Point-per-instance localization data
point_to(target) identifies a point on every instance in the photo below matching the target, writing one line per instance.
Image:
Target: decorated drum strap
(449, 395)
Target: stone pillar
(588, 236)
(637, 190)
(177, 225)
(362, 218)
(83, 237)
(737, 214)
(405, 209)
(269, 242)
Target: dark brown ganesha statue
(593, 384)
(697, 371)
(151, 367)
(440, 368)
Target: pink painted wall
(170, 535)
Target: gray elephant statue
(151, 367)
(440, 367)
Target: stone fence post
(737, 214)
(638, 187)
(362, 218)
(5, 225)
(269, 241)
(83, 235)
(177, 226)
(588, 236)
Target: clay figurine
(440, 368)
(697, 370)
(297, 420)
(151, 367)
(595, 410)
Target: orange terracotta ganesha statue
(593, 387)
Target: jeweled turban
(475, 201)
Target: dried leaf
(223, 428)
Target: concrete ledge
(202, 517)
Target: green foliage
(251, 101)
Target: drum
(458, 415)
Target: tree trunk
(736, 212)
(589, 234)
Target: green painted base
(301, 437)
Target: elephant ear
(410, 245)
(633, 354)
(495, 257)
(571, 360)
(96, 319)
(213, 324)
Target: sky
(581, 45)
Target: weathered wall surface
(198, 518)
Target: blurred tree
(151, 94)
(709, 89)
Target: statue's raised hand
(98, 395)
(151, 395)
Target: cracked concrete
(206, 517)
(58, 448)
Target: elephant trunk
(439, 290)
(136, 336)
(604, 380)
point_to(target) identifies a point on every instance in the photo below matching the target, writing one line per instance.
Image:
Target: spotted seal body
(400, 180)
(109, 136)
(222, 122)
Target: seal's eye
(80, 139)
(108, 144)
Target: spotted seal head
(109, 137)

§ ASSIGNMENT
Your answer must be every record above, retyped exactly.

§ SOLUTION TO THE EXERCISE
point_to(target) identifies a point on every instance in the photo below matching the target, writing one line per instance.
Image:
Target: decorated drum strap
(449, 395)
Target: stone pillar
(588, 236)
(637, 190)
(177, 225)
(362, 218)
(83, 237)
(737, 214)
(405, 209)
(269, 242)
Target: dark brown ganesha statue
(593, 384)
(697, 371)
(151, 367)
(440, 368)
Target: pink painted wall
(170, 535)
Target: gray elephant statue
(151, 367)
(440, 367)
Target: stone fence post
(737, 214)
(638, 187)
(362, 218)
(5, 225)
(269, 241)
(83, 235)
(177, 226)
(588, 236)
Target: clay figurine
(440, 368)
(697, 370)
(297, 420)
(151, 367)
(595, 410)
Target: orange terracotta ganesha statue
(593, 387)
Target: jeweled turban
(475, 201)
Target: dried leaf
(223, 428)
Target: concrete ledge
(202, 517)
Target: green foliage
(251, 101)
Target: drum
(458, 415)
Target: tree trunk
(736, 212)
(589, 234)
Target: green painted base
(301, 437)
Target: elephant ear
(410, 245)
(633, 354)
(495, 257)
(571, 360)
(96, 319)
(213, 324)
Target: sky
(581, 45)
Target: weathered wall surface
(198, 518)
Target: blurred tree
(151, 94)
(709, 89)
Target: statue's raised hand
(98, 395)
(151, 395)
Target: cracked concrete
(206, 517)
(58, 448)
Target: elephant trunk
(439, 290)
(136, 336)
(604, 380)
point_to(target) identifies a point on every instance in the photo below matching the target, writing one line per instance.
Image:
Target: spotted seal body
(400, 180)
(109, 136)
(222, 122)
Target: seal's eye
(80, 139)
(108, 144)
Target: spotted seal head
(109, 137)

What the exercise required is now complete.